_What to produce_
Without including the pictures, copy out every line below.

_Material provided_

★ ★ ★ ★ ★

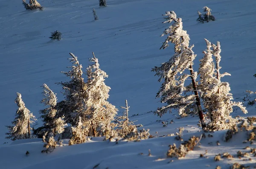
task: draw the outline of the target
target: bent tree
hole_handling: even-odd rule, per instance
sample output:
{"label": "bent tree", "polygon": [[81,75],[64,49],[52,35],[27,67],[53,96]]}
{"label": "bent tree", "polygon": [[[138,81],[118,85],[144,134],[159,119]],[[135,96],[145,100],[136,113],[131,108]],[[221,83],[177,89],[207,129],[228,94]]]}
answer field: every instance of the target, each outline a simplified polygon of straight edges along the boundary
{"label": "bent tree", "polygon": [[[166,34],[168,37],[160,49],[166,48],[171,42],[175,45],[175,54],[168,62],[162,63],[160,67],[155,67],[151,70],[156,72],[155,76],[160,76],[159,82],[164,79],[156,97],[161,98],[161,102],[167,104],[157,108],[154,113],[161,117],[168,111],[171,112],[172,109],[177,109],[179,114],[182,114],[190,111],[195,105],[204,130],[206,125],[197,90],[197,72],[194,71],[192,67],[193,61],[196,56],[192,50],[194,46],[189,46],[189,37],[186,31],[183,29],[181,18],[177,18],[174,11],[166,11],[163,15],[166,16],[165,18],[166,20],[163,23],[173,21],[174,23],[161,35],[162,37]],[[189,79],[191,84],[185,86],[185,81]],[[192,93],[188,95],[189,92]]]}

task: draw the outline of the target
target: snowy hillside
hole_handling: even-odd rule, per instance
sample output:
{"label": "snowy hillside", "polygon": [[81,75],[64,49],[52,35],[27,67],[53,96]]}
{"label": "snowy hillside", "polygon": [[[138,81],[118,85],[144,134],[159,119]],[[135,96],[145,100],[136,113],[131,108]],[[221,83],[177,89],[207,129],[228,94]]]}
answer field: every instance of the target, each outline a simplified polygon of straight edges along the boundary
{"label": "snowy hillside", "polygon": [[[119,108],[124,106],[127,99],[130,114],[135,115],[131,119],[137,120],[136,124],[149,129],[153,135],[157,135],[156,132],[159,136],[175,133],[179,127],[183,127],[184,140],[193,134],[200,137],[203,132],[197,125],[198,117],[177,119],[177,115],[173,113],[160,118],[151,112],[163,105],[155,99],[161,83],[151,68],[167,61],[174,54],[172,45],[159,50],[165,40],[160,35],[169,25],[162,23],[164,20],[162,14],[167,11],[174,11],[177,17],[182,18],[183,29],[189,35],[190,45],[195,45],[193,51],[197,54],[193,66],[196,71],[203,56],[202,52],[206,48],[204,38],[214,43],[220,42],[221,71],[232,75],[222,80],[230,83],[235,101],[245,102],[248,111],[246,115],[255,115],[255,105],[249,106],[247,103],[256,96],[245,91],[256,90],[256,79],[253,76],[256,73],[256,1],[108,0],[105,8],[99,8],[97,0],[38,2],[44,11],[26,10],[21,0],[12,3],[0,0],[0,144],[8,142],[0,146],[0,166],[3,169],[44,168],[46,165],[49,168],[89,169],[99,163],[94,168],[157,169],[171,165],[186,168],[188,163],[190,168],[215,168],[218,165],[228,168],[230,164],[239,161],[256,163],[254,158],[243,162],[243,159],[237,159],[230,163],[215,163],[213,157],[218,153],[229,152],[234,155],[246,146],[255,148],[255,143],[242,144],[246,139],[245,135],[236,135],[230,144],[223,142],[221,140],[226,131],[202,139],[200,148],[195,148],[184,159],[178,162],[175,160],[173,163],[168,163],[171,159],[166,158],[166,153],[169,145],[180,142],[175,141],[174,137],[120,142],[118,145],[103,141],[101,138],[93,138],[84,144],[57,147],[47,154],[41,152],[44,144],[41,139],[12,141],[5,139],[5,126],[11,125],[17,109],[14,103],[16,92],[22,95],[26,107],[38,118],[39,110],[43,107],[40,103],[43,91],[41,86],[47,84],[57,93],[58,100],[62,100],[61,87],[55,83],[67,80],[60,72],[69,70],[69,53],[77,56],[85,69],[90,63],[88,59],[92,57],[92,52],[99,59],[101,68],[109,76],[105,81],[111,88],[108,101]],[[212,9],[216,20],[198,23],[197,11],[206,6]],[[93,8],[99,17],[96,21],[94,20]],[[62,33],[61,41],[49,38],[51,32],[56,30]],[[242,99],[247,94],[244,101]],[[231,115],[244,115],[236,109]],[[162,121],[169,122],[167,127],[163,127]],[[40,119],[37,122],[35,128],[41,124]],[[219,146],[215,144],[217,140],[221,142]],[[64,140],[64,143],[67,142]],[[213,145],[209,146],[209,142]],[[152,156],[147,155],[148,149]],[[199,158],[205,149],[209,158]],[[26,151],[29,154],[26,156]],[[139,155],[140,153],[143,154]],[[15,159],[17,162],[13,163]]]}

★ ★ ★ ★ ★

_Result below_
task: draw the outline of the target
target: bent tree
hole_handling: even-odd rule, per instance
sample output:
{"label": "bent tree", "polygon": [[81,75],[64,49],[52,35],[27,67],[53,96]]}
{"label": "bent tree", "polygon": [[[138,81],[118,85],[144,134],[159,119]],[[135,96],[145,100],[136,113],[131,108]],[[221,83],[177,89],[207,129],[228,94]]]}
answer field: every instance of the target, each outline a simplified polygon of straight edges along the boundary
{"label": "bent tree", "polygon": [[[166,34],[168,37],[160,49],[166,48],[171,42],[175,45],[175,54],[168,62],[162,63],[160,67],[155,67],[151,70],[156,72],[155,76],[160,76],[159,82],[164,79],[156,97],[161,98],[161,102],[167,104],[157,108],[154,113],[161,117],[168,111],[171,112],[172,109],[177,109],[179,114],[182,114],[190,111],[195,105],[204,130],[206,125],[197,90],[197,72],[194,71],[192,67],[193,61],[196,56],[192,50],[194,46],[189,46],[189,37],[186,31],[183,29],[181,18],[177,18],[174,11],[166,11],[163,15],[166,16],[165,18],[166,20],[163,23],[173,21],[174,23],[161,35],[162,37]],[[189,79],[191,84],[185,86],[185,81]],[[192,93],[188,95],[189,92]]]}

task: draw the outline of the target
target: snowy hillside
hole_handling: even-odd rule, per instance
sample output:
{"label": "snowy hillside", "polygon": [[81,75],[64,49],[52,35],[27,67],[53,96]]}
{"label": "snowy hillside", "polygon": [[[138,81],[118,85],[144,134],[159,119]],[[135,96],[145,100],[136,113],[131,108]],[[221,83],[177,89],[207,129],[228,94]]]}
answer field: every instance of the target, each outline a simplified polygon of straight edges along the boundary
{"label": "snowy hillside", "polygon": [[[119,108],[124,106],[127,99],[130,114],[135,115],[131,119],[137,120],[136,124],[149,129],[153,135],[157,135],[156,132],[159,136],[175,133],[179,127],[183,127],[184,140],[193,134],[200,137],[203,132],[197,125],[198,117],[177,119],[177,115],[173,113],[160,118],[151,112],[163,105],[155,99],[161,83],[151,68],[167,61],[174,54],[172,45],[159,50],[165,40],[160,35],[169,25],[162,23],[164,20],[162,14],[167,11],[174,11],[177,17],[182,18],[183,29],[189,35],[190,45],[195,45],[193,51],[197,54],[193,66],[196,71],[203,56],[202,52],[206,48],[204,38],[214,43],[220,42],[221,71],[232,75],[222,80],[230,83],[235,101],[245,102],[248,111],[246,115],[255,115],[255,105],[249,106],[247,103],[256,96],[245,91],[256,90],[256,79],[253,76],[256,73],[256,1],[108,0],[105,8],[99,8],[97,0],[38,2],[44,11],[26,10],[21,0],[12,3],[0,0],[0,144],[8,142],[0,146],[0,166],[3,169],[44,168],[46,165],[49,168],[89,169],[99,163],[94,168],[157,169],[171,165],[186,168],[188,163],[190,168],[215,168],[218,165],[228,168],[230,164],[239,161],[256,163],[254,158],[243,162],[243,159],[237,159],[230,163],[215,163],[213,157],[218,153],[229,152],[234,155],[246,146],[255,148],[255,143],[242,144],[246,139],[245,135],[236,135],[230,144],[223,142],[221,140],[226,131],[202,139],[200,148],[195,148],[184,159],[178,162],[175,160],[173,163],[168,163],[171,159],[166,158],[166,153],[169,145],[180,142],[175,141],[174,137],[120,142],[118,145],[103,141],[101,138],[93,138],[84,144],[57,147],[47,154],[41,152],[44,144],[41,139],[12,141],[5,139],[5,126],[11,125],[17,109],[14,103],[16,92],[22,95],[26,107],[38,118],[39,110],[43,107],[40,103],[43,91],[41,86],[47,84],[57,93],[58,100],[62,100],[61,87],[55,83],[67,80],[60,72],[69,70],[69,53],[77,56],[85,69],[90,63],[88,59],[92,57],[92,52],[99,59],[101,68],[109,76],[105,81],[111,88],[108,101]],[[212,9],[216,20],[198,23],[197,11],[206,6]],[[93,8],[99,17],[96,21],[94,20]],[[62,33],[61,41],[49,38],[51,32],[56,30]],[[242,99],[247,94],[244,101]],[[231,115],[244,115],[236,109]],[[162,121],[169,122],[167,127],[163,127]],[[40,119],[37,122],[35,128],[41,124]],[[219,146],[215,144],[217,140],[221,142]],[[64,140],[64,143],[67,142]],[[213,145],[209,146],[209,142]],[[152,156],[147,155],[148,149]],[[199,158],[205,149],[209,158]],[[26,151],[29,154],[26,156]],[[139,155],[140,153],[143,154]],[[15,159],[17,162],[13,163]]]}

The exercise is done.